* _ACTION ITEM_: Please repeat the records word for word and skip the pictures.

* _DATA FOR THE TASK_:
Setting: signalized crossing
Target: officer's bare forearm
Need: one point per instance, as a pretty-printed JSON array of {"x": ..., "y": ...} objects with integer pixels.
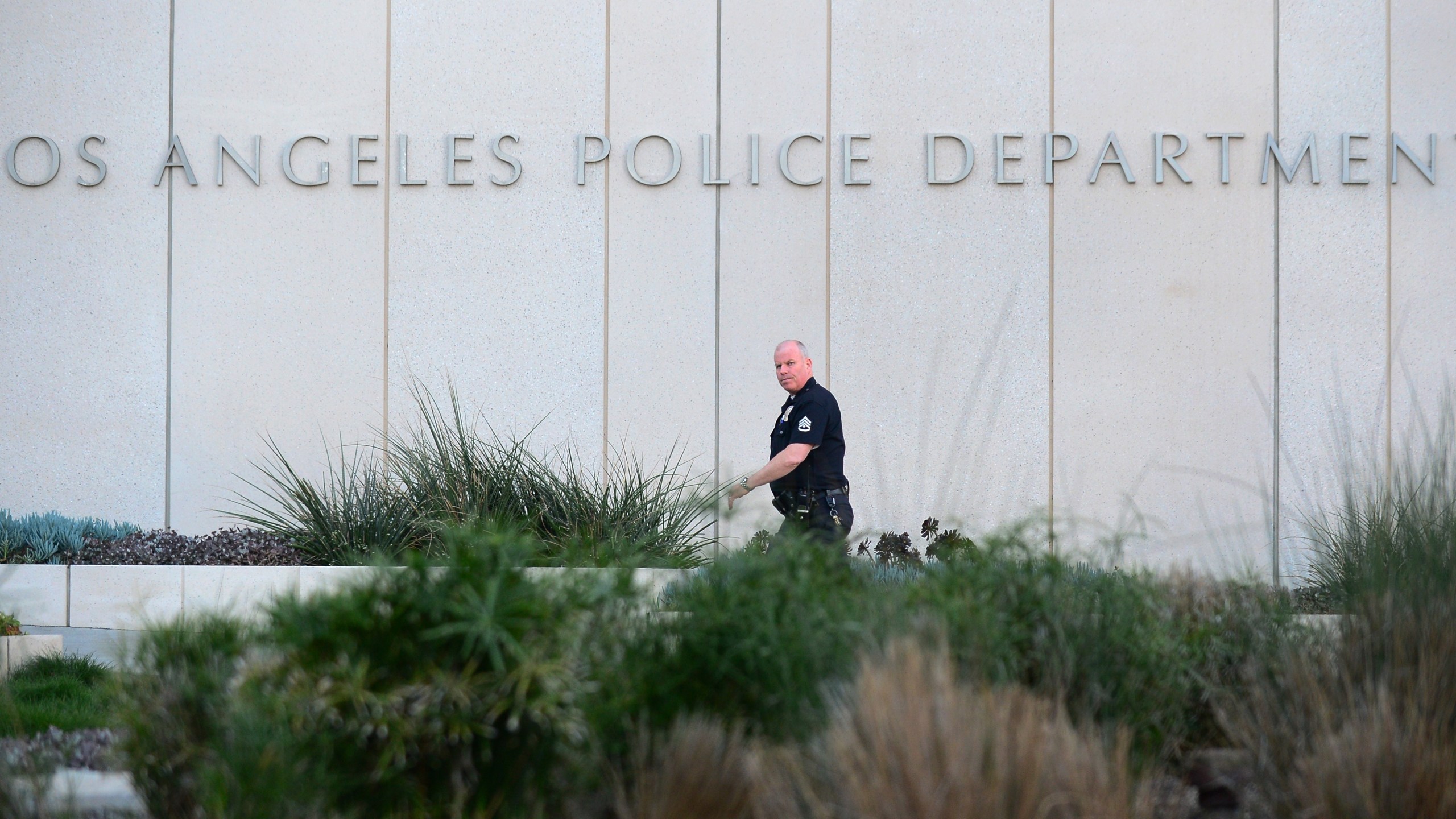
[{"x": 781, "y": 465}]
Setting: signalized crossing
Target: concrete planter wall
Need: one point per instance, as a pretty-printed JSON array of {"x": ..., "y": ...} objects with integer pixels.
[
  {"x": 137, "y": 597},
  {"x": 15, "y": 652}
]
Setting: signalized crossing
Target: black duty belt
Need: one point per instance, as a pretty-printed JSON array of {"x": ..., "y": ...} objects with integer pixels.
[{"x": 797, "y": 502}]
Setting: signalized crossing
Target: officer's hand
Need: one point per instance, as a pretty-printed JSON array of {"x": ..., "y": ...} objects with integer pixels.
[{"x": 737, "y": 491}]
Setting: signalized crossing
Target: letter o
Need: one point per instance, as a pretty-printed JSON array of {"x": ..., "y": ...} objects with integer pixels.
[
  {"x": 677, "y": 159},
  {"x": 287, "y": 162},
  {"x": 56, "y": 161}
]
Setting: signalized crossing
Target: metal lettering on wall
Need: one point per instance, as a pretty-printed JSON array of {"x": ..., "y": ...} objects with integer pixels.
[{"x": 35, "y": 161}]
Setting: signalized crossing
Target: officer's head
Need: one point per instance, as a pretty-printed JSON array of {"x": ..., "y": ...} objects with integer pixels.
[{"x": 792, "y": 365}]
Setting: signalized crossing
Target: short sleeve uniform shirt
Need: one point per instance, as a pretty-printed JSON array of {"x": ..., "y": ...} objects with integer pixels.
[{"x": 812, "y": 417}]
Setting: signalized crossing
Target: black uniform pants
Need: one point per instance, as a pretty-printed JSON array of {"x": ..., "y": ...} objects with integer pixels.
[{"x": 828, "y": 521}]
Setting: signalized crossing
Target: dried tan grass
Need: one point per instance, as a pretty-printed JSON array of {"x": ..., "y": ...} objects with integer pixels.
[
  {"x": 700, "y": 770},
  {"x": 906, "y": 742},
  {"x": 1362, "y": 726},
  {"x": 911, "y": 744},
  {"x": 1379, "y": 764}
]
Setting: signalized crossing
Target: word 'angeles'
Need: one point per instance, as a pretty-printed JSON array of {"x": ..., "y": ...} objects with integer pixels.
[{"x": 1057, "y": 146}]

* _RESPONSE BOX_:
Setting: signalized crossing
Target: officer's bare forearm
Need: one point per instance, as a pretty-printed JSON array of {"x": ..., "y": ...} objects with integer pixels.
[{"x": 781, "y": 465}]
Setting: signalized crossing
Target: concrete planter wall
Need: one point per instance, as a pretty-printed JSON array of {"x": ..., "y": ...} objects with integer pixels.
[
  {"x": 137, "y": 597},
  {"x": 15, "y": 652}
]
Setting: signalized crossing
Target: black duty belt
Need: one point per instance, as a pretty-printed JSON array of {"x": ..., "y": ...} objects with integer pixels.
[{"x": 797, "y": 502}]
Setting: signalized crossing
Target: officer's hand
Need: one point per instance, as a pretty-printed JSON array of {"x": ..., "y": ...} objects with integer pixels.
[{"x": 737, "y": 491}]
Setting: signalized crossing
Target: letter o
Need: one point per instance, as a pretty-printed JSON array of {"x": ..., "y": ...} objects with integer pixels.
[
  {"x": 677, "y": 159},
  {"x": 287, "y": 162},
  {"x": 56, "y": 161}
]
Setting: signalized crossing
Target: metal lettering on wall
Need: one point per instance, as a pretty-printed JSON array of {"x": ..., "y": ...} objects with integer pixels.
[{"x": 35, "y": 161}]
Setting: signalized crossing
Target: officer's head
Need: one point per instance, as a pretty-printed JSON array of {"x": ..., "y": ...} objects with integer pixels.
[{"x": 792, "y": 365}]
Setting: signalized crossing
Target: short sleeve uniform shirt
Need: one point per instance, as a pretty-printed JSON array of {"x": ..., "y": ...} objects with integer pixels.
[{"x": 812, "y": 417}]
Setting: signalized crossing
Target: black uniform pants
Need: one point per instance, as a pretty-printed JSON array of {"x": ..., "y": ...} objects with integer pixels.
[{"x": 828, "y": 521}]
Setting: signalized crossing
Target: dried tan grass
Need: one point per instance, as a pretty-printed JSON array of {"x": ..., "y": ...} objects with integer pixels.
[
  {"x": 700, "y": 770},
  {"x": 906, "y": 742},
  {"x": 1362, "y": 726},
  {"x": 911, "y": 744},
  {"x": 1379, "y": 764}
]
Setting: signalized crossing
Target: word 'angeles'
Need: one point per instance, as a pretty-printed JSON array of {"x": ..., "y": ...} objects with integer pixels.
[{"x": 1057, "y": 146}]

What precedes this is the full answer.